## Record set
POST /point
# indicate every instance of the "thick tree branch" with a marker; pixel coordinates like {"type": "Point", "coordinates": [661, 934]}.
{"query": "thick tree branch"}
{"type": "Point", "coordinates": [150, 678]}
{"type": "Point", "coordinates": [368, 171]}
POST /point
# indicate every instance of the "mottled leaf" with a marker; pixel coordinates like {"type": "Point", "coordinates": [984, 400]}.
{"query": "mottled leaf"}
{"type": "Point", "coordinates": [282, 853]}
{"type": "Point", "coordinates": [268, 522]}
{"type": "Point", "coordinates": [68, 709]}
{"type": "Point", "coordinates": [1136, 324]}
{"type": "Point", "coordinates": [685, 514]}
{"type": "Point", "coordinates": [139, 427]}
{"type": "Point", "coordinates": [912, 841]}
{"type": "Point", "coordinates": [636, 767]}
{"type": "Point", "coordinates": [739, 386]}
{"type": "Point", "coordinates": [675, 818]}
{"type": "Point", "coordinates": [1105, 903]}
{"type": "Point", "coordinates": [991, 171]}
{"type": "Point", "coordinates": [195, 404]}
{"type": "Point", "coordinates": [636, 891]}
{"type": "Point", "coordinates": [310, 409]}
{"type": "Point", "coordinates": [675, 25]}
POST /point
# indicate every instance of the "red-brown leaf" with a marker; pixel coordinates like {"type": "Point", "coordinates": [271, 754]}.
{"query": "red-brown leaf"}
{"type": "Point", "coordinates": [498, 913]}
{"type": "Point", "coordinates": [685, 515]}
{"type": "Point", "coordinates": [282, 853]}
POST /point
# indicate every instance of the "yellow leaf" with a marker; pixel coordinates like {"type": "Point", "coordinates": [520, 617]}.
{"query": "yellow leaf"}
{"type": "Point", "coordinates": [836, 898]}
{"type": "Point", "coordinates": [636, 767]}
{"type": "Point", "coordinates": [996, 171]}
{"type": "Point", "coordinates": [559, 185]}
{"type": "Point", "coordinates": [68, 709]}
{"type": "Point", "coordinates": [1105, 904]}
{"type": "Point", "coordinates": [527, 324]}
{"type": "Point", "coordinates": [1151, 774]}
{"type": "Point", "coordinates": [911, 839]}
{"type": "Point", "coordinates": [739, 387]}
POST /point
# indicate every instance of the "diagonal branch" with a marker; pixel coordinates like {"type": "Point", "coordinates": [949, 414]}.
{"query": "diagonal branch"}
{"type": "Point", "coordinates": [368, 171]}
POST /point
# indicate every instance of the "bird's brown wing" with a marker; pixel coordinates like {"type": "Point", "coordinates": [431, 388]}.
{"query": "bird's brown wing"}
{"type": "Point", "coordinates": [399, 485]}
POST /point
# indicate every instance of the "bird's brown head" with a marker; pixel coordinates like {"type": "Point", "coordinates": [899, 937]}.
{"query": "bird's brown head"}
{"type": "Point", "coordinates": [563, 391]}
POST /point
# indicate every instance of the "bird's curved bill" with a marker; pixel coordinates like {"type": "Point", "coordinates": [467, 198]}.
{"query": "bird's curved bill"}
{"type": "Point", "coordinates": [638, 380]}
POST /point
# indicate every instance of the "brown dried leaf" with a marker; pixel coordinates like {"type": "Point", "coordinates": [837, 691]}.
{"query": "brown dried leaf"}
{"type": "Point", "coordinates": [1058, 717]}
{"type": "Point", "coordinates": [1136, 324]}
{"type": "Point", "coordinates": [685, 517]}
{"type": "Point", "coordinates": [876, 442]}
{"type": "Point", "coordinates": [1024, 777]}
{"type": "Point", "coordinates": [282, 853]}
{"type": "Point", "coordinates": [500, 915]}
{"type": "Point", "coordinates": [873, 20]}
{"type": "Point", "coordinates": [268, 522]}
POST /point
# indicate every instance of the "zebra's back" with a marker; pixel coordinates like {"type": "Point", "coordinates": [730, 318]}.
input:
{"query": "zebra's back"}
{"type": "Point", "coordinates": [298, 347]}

## Description of the task
Select every line of the records that contains the string "thick" and copy each one.

## Output below
# indicate every instance of the "thick tree branch" with a marker; pixel coordinates like {"type": "Point", "coordinates": [661, 934]}.
{"query": "thick tree branch"}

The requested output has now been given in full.